▸ Problem details: Make an exact copy of all the entries, with the pictures left out.

□ □ □ □ □ □ □

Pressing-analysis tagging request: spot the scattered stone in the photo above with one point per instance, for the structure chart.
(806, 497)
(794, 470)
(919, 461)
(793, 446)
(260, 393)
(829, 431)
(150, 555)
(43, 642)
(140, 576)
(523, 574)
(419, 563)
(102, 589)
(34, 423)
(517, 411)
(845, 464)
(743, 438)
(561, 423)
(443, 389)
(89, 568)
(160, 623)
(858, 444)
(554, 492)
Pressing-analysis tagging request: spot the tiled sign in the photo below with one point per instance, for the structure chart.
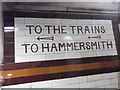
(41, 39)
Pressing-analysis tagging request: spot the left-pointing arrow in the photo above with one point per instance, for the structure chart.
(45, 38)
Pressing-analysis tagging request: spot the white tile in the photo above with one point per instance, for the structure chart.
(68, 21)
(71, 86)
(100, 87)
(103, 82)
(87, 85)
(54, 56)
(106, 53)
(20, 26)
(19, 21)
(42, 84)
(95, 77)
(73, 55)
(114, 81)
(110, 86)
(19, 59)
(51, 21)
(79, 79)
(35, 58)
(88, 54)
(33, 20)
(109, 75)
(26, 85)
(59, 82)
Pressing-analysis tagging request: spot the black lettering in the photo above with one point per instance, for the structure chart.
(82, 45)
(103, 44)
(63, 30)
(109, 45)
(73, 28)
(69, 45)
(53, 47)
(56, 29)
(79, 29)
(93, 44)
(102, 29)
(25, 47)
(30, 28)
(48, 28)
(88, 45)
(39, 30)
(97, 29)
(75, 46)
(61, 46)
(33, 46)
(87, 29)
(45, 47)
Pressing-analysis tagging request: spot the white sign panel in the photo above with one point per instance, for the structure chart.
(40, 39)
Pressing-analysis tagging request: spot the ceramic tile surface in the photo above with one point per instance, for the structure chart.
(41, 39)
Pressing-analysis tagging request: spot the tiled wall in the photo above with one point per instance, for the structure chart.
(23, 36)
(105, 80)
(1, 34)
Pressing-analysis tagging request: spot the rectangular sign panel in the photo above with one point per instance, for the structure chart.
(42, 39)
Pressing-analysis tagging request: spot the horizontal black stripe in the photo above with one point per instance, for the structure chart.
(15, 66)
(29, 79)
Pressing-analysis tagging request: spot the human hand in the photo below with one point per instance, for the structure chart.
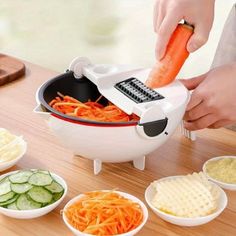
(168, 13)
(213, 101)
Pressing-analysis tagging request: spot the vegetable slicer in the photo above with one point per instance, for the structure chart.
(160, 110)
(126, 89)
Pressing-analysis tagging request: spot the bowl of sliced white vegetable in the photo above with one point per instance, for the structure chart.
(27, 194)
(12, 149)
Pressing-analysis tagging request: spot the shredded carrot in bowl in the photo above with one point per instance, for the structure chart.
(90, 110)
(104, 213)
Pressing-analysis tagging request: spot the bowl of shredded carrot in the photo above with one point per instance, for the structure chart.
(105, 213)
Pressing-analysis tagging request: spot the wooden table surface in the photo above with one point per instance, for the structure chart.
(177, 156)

□ □ □ □ □ □ □

▸ Reply to the exercise:
Pressing-analysis tagging request: spot the scattered stone in the photo above with one point per instance, for the structure chart.
(806, 497)
(794, 470)
(919, 461)
(793, 446)
(260, 393)
(829, 431)
(150, 555)
(43, 642)
(140, 576)
(523, 574)
(419, 563)
(102, 589)
(34, 423)
(517, 411)
(845, 464)
(743, 438)
(561, 423)
(443, 389)
(89, 568)
(160, 623)
(858, 444)
(554, 492)
Pressing-analysis tagging request: spot the tiled sign in the photo below with one point per instance, for the structure chart.
(41, 39)
Pressing-analysis tagging request: spot the left-pointing arrow in the photo above with one point per instance, for the structure chart.
(45, 38)
Pressing-analysis tagging request: spot the white tile in the photo above with one point per instance, for the structure chart.
(68, 21)
(71, 86)
(100, 87)
(103, 82)
(87, 85)
(54, 56)
(106, 53)
(20, 26)
(19, 21)
(42, 84)
(95, 77)
(73, 55)
(114, 81)
(110, 86)
(19, 59)
(51, 21)
(79, 79)
(35, 58)
(88, 54)
(33, 20)
(109, 75)
(26, 85)
(59, 82)
Pressing-analysis tagging request: spot the black lettering in the photo above with one point per instance, for the structure chart.
(82, 45)
(103, 44)
(63, 30)
(109, 45)
(73, 28)
(69, 45)
(53, 47)
(56, 29)
(79, 29)
(93, 44)
(102, 29)
(25, 47)
(30, 28)
(48, 28)
(88, 45)
(39, 30)
(97, 29)
(75, 46)
(61, 46)
(33, 46)
(87, 29)
(45, 47)
Pressing-analysis tagging request: spot the white sign panel in the photo above with one point per instance, for the structure chart.
(40, 39)
Pressing-analysis tagging request: spot the ceramic tile surface in the photo above with one point per instance, for the structure chart.
(41, 39)
Pressing-analysis tagging request: spot the tiled wall in the photo above with one point per instance, for the structure chart.
(23, 36)
(105, 80)
(1, 34)
Pressing-analysis tagging request: spot the rectangular sign panel in the photo above with one point per instance, for the structure chart.
(42, 39)
Pressing-analysis tagging request: spot the horizontal black stripe in the photo above with one point per instance, for the structure chart.
(15, 66)
(29, 79)
Pressing-analysis tagging request: spot the human hand in the photo below with one point per instance, for the structure chart.
(168, 13)
(213, 101)
Pressing-analysis tagging request: spot the vegetable slicer in the photo above with one point per instance, for the structure chart.
(160, 110)
(126, 89)
Pressing-analysis tagging request: spot the bowl of sliced white vegetable in the photo above with one point per instance, for the structure chart.
(27, 194)
(12, 149)
Pressing-analysis tagging request: spot the shredded carrot in bowl in the photo above with one point per instance, for the structure chart.
(90, 110)
(104, 213)
Pressing-analysis tagging request: spot the bowl of shredded carrot in the photo above with one point per instance, for the structure chart.
(105, 213)
Pressing-analysis tagging request: spot the wooden table surface in the photo above with one point per instance, for the structure chart.
(177, 156)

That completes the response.